__Direction a__:
Answer the following questions about the thread, marking each answer with the same numeral as its question:
(i) Which service pack of Windows XP was installed on the laptop?
(ii) Which model designation is given on the Sony download site?
(iii) Which device shows a yellow question mark in the device manager?

__Source__:
# Sony Vaio VGN-N11M Ethernet Controller Driver



## Stinkhorn (Jan 6, 2009)

I've just installed XP SP3 on a Sony Vaio VGN-N11M laptop and downloaded the driver pack from the Sony website. All the drivers have been installed apart from the Ethernet Controller device which has a yellow question mark next to it in the device manager. As a result (I think) I can't connect to the internet. 

The laptop isn't mine and the owner's gonna be pretty pissed if I can't fix it.

Please, Tech Support people, HELP!!! ray:


----------



## louge1953 (Feb 16, 2009)

please check the model number you gave us....I have searched the sony site for drivers for that model no. and cannot seem to find them for you. although a google search for this model number list some possible sites....

if you found your other device drivers on the sony website,,,,the ethernet controller driver should be there too


----------



## Stinkhorn (Jan 6, 2009)

Thanks for having a look. I got the drivers here:

http://support.vaio.sony.eu/computing/vaio/downloads/preinstalled/index.aspx?l=en_GB&m=VGN-N11M_W

I'm in the UK if that makes a difference.

The model on the site is 'VGN-N11M/W', but on the laptop, on the bottom right of the monitor, it just says 'VGN-N11M'


----------



## Stinkhorn (Jan 6, 2009)

Any ideas?


----------



## Stinkhorn (Jan 6, 2009)

Fixed it


----------



## imrantak (Aug 15, 2010)

Hi

Could you please tell me how you fixed the issue. As I am facing the same.

I reinsatlled win xp on VGN-N11M and then installed driver pack which I downloaded from sony site.

But Ethernet Controller is still not installed.

regards


----------

__Supplied entries__:
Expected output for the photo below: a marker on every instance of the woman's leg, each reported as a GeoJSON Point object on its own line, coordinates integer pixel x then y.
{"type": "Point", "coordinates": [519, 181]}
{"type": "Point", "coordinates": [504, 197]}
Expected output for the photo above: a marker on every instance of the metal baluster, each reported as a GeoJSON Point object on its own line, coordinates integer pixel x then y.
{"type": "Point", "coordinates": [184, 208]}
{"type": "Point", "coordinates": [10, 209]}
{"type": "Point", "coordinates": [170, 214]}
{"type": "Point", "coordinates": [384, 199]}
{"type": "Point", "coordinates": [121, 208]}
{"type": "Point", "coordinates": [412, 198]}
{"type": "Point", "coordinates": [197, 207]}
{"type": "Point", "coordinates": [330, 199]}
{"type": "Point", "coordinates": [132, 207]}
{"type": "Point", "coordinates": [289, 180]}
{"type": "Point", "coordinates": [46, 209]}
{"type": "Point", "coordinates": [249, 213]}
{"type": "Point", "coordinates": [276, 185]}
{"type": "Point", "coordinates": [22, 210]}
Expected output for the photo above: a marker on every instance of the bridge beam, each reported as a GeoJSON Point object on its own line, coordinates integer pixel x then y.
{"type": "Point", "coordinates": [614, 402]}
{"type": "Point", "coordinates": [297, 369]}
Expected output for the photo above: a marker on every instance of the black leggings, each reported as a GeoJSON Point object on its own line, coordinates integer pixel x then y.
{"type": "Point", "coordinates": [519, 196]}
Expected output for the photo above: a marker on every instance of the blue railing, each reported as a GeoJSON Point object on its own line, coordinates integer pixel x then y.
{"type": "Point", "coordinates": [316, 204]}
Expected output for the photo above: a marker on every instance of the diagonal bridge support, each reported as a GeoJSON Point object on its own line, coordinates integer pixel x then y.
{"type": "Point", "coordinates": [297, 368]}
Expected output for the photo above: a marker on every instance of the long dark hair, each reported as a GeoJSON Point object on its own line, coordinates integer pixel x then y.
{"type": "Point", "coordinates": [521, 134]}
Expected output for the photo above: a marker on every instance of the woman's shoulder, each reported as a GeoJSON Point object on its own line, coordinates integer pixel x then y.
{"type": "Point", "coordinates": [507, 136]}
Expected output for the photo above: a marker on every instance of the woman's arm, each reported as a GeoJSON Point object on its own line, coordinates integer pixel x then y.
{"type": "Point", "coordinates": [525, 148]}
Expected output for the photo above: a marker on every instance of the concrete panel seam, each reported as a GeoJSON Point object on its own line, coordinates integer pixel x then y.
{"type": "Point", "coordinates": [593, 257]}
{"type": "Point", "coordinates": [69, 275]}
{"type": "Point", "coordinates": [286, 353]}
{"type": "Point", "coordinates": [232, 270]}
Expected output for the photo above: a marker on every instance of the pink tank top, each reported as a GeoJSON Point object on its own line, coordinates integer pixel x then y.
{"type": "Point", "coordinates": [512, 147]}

__Direction b__: Convert part of the records into a Markdown table with the columns Row and Content, giving each line its own numbered row and omitting blank lines. Begin at the line of the records that contains "of the diagonal" and continue through the final line of the records.

__Correct result a__:
(i) SP3
(ii) VGN-N11M/W
(iii) The Ethernet Controller

__Correct result b__:
| Row | Content |
|---|---|
| 1 | Expected output for the photo above: a marker on every instance of the diagonal bridge support, each reported as a GeoJSON Point object on its own line, coordinates integer pixel x then y. |
| 2 | {"type": "Point", "coordinates": [297, 368]} |
| 3 | Expected output for the photo above: a marker on every instance of the long dark hair, each reported as a GeoJSON Point object on its own line, coordinates integer pixel x then y. |
| 4 | {"type": "Point", "coordinates": [521, 134]} |
| 5 | Expected output for the photo above: a marker on every instance of the woman's shoulder, each reported as a GeoJSON Point object on its own line, coordinates integer pixel x then y. |
| 6 | {"type": "Point", "coordinates": [507, 136]} |
| 7 | Expected output for the photo above: a marker on every instance of the woman's arm, each reported as a GeoJSON Point object on its own line, coordinates integer pixel x then y. |
| 8 | {"type": "Point", "coordinates": [525, 148]} |
| 9 | Expected output for the photo above: a marker on every instance of the concrete panel seam, each reported as a GeoJSON Point object on its own line, coordinates integer pixel x then y. |
| 10 | {"type": "Point", "coordinates": [593, 257]} |
| 11 | {"type": "Point", "coordinates": [69, 275]} |
| 12 | {"type": "Point", "coordinates": [286, 353]} |
| 13 | {"type": "Point", "coordinates": [232, 270]} |
| 14 | Expected output for the photo above: a marker on every instance of the pink tank top, each reported as a GeoJSON Point object on its own line, coordinates integer pixel x then y. |
| 15 | {"type": "Point", "coordinates": [512, 147]} |